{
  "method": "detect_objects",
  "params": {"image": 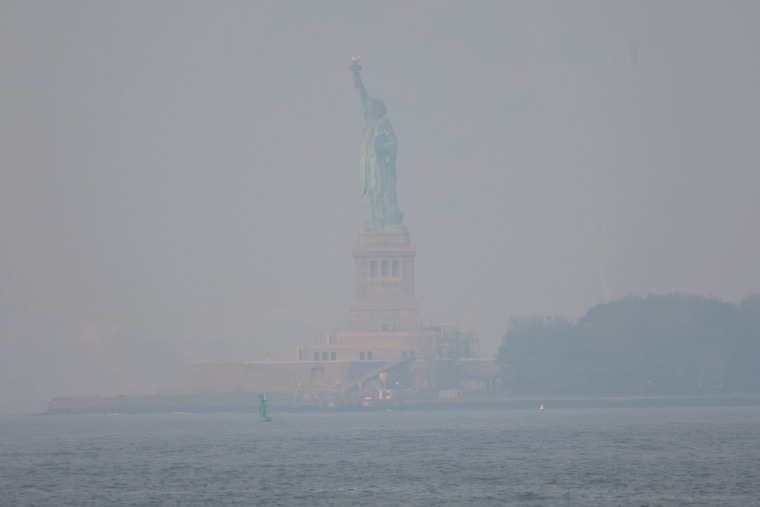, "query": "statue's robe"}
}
[359,118,403,229]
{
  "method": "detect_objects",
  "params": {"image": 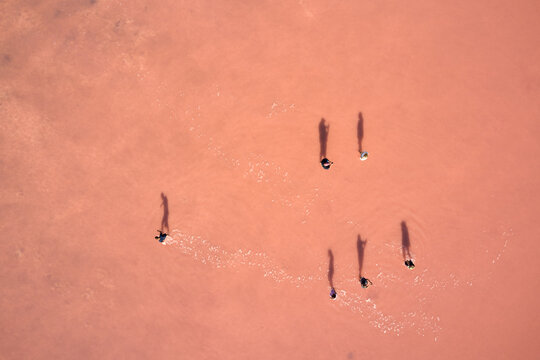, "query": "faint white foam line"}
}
[162,229,440,336]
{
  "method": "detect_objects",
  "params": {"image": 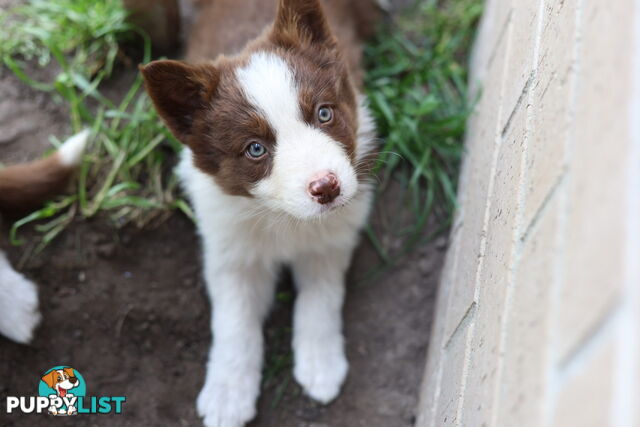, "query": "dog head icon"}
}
[42,368,80,397]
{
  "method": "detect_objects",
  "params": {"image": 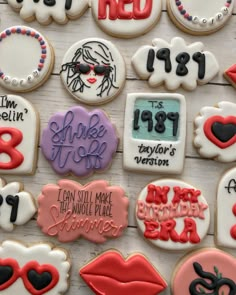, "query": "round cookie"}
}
[0,25,54,92]
[8,0,88,25]
[79,250,167,295]
[171,248,236,295]
[91,0,162,38]
[60,38,126,105]
[37,179,129,243]
[167,0,233,35]
[0,240,70,295]
[193,101,236,162]
[135,179,210,250]
[41,106,119,177]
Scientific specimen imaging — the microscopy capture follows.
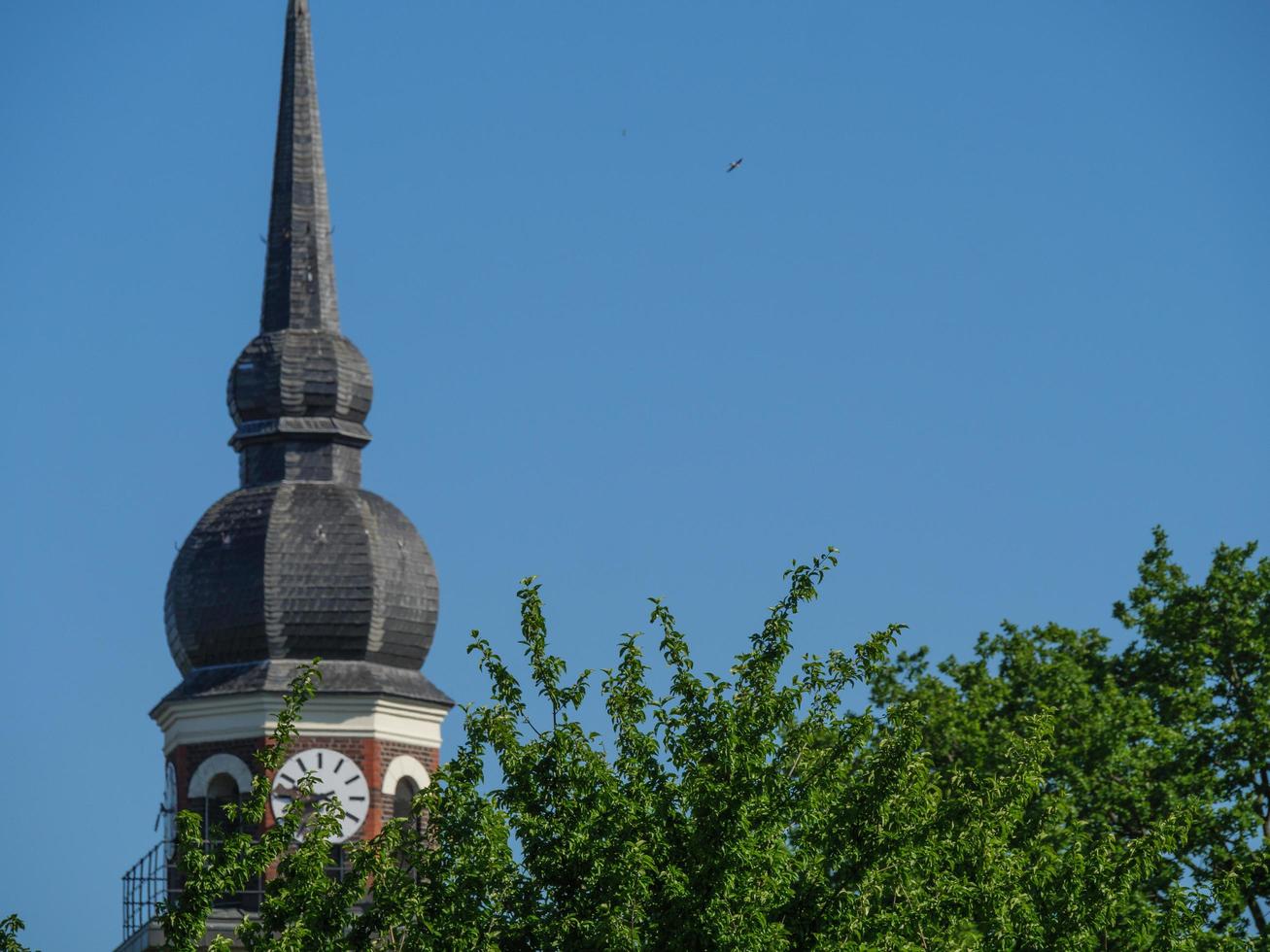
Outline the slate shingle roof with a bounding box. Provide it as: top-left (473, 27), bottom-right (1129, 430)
top-left (164, 0), bottom-right (444, 698)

····················

# AIM OF THE TASK
Display every line in the records above that contains the string "left", treating uppercase and lowercase as different.

# CORRECT OUTPUT
Outline the slate shingle roof with a bounding box. Provide it as: top-left (473, 27), bottom-right (1129, 430)
top-left (164, 0), bottom-right (444, 698)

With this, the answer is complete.